[Boundary labeling items]
# # #
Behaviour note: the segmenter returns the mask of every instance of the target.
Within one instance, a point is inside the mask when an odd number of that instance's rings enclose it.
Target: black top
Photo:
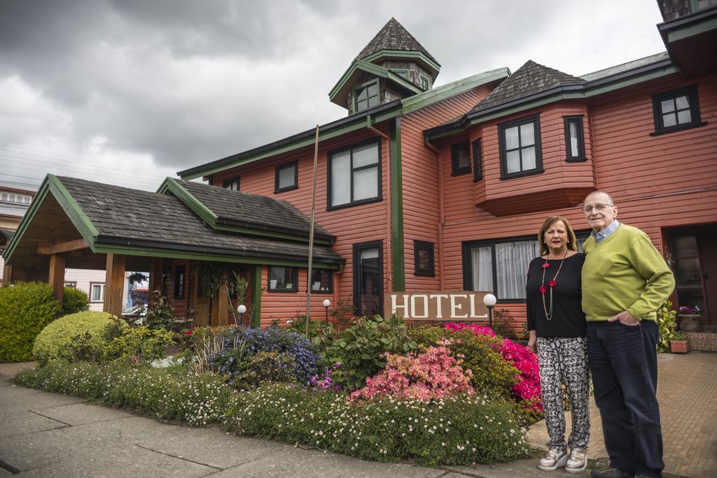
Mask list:
[[[562,262],[560,275],[553,288],[553,314],[551,320],[546,317],[545,311],[550,312],[550,286],[549,283],[555,278]],[[536,331],[538,337],[584,337],[585,314],[581,304],[580,273],[585,255],[577,253],[566,259],[549,259],[549,267],[543,268],[545,259],[536,258],[528,266],[528,281],[526,283],[526,308],[528,313],[528,330]],[[545,280],[543,281],[543,271]],[[544,285],[545,308],[540,288]]]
# # #
Rewrite every line of the records above, requests included, but leave out the pictures. Multiply each coordinate in the mask lists by 2.45 and round the result to a whole number, with halves rounded up.

Behaviour note: the segmenter returns the mask of every instance of the target.
Within one instance, a point is inside the mask when an odd number of that instance's rings enclose it.
Target: black top
Photo:
Mask list:
[[[1377,642],[1372,674],[1355,706],[1355,769],[1350,784],[1338,777],[1335,762],[1348,764],[1348,701],[1345,693],[1360,681]],[[1313,811],[1318,826],[1431,826],[1433,769],[1423,745],[1421,669],[1433,625],[1414,620],[1387,635],[1345,635],[1345,654],[1330,657],[1335,635],[1313,632],[1294,652],[1294,688],[1289,693],[1289,755],[1294,767],[1294,809]],[[1335,686],[1330,688],[1330,664]],[[1333,698],[1335,755],[1323,706]]]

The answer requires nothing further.